## Prompt 1
Answer these from the text on survey sample size, one line each:
(a) How many U.S. general pediatricians does it report?
(b) What is the standard confidence level?
(c) What sample size is recommended for U.S. pediatricians?
## Prompt 2
According to the text on survey sample size, why is population size the only input you really need to know for a sample size calculator?

## Text shown
↓

# Calculating sample size for a needs assessment survey

Here are the steps:

1)      Determine the size of your target population.  Let’s say you want to survey pediatricians in the United States…a quick Google search (search terms = “how many US general pediatricians”) points to the American Academy of Pediatrics Division of Workforce and Medical Education Policy webpage, which reports a total of 57,200 U.S. general pediatricians (based on data from the 2006 American Medical Association Masterfile).

So, in this example, the target population size = 57,200.

2)      Determine how big a sample is needed to represent the target population.  Thankfully, there’s an abundance of free sample size calculators online.   I typically use this one.  Four things are needed to calculate sample size: 1) margin of error, 2) confidence level, 3) population size, and 4) response distribution.  Actually, the only thing you really need to know is population size (which for U.S. pediatricians is 57,200).  Just like we all accept P < .05 as the benchmark for statistical significance, the standards for margin of error, confidence level and response distribution are 5%, 95% and 50%, respectively.  Click here for a sample size calculator screen shot using U.S. pediatricians as the target population (the recommended sample size is 382).

3)      Before you start surveying, there’s one more important (and often overlooked) step: pulling a random sample from your target population for your survey pool.  To do this, you’ll need to estimate your survey response rate.  The best way to estimate your survey’s response rate is to see what’s been achieved in other studies.  Relevant to our pediatrician example, a quick PubMed search (search terms = email + pediatricians + survey) identified the following:

• McMahon SR, et al. Comparison of e-mail, fax, and postal surveys of pediatricians. Pediatrics 2003;111:e299-303 (abstract).

↑

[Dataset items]

↓

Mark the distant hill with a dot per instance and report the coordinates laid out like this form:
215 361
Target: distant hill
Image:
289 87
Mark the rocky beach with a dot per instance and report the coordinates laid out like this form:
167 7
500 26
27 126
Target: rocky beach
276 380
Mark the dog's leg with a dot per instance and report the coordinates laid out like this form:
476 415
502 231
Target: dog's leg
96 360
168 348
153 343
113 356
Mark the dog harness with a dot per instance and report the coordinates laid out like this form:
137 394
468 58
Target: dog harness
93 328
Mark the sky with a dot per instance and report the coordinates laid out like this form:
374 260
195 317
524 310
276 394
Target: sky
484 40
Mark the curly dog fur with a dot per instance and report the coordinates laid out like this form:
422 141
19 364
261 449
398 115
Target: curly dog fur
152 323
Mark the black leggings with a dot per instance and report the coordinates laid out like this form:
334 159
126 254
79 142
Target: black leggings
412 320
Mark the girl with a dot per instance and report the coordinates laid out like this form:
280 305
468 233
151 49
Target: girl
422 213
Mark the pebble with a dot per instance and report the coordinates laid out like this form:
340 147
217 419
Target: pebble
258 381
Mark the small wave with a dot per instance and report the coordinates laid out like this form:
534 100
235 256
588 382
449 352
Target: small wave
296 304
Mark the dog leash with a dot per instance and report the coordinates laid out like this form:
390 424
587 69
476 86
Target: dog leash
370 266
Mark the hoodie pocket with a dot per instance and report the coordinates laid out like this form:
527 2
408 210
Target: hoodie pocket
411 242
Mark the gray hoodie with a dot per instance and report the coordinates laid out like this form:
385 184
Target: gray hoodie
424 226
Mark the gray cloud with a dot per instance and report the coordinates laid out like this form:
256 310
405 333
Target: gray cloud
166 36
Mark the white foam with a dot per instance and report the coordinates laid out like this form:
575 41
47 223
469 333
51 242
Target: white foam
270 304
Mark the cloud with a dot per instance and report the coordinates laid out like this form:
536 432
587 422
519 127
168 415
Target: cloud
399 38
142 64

↑

## Task output 1
(a) 57,200
(b) 95%
(c) 382

## Task output 2
The other three inputs have accepted standard values: 5% for margin of error, 95% for confidence level and 50% for response distribution. This parallels the way P < .05 is accepted as the benchmark for statistical significance.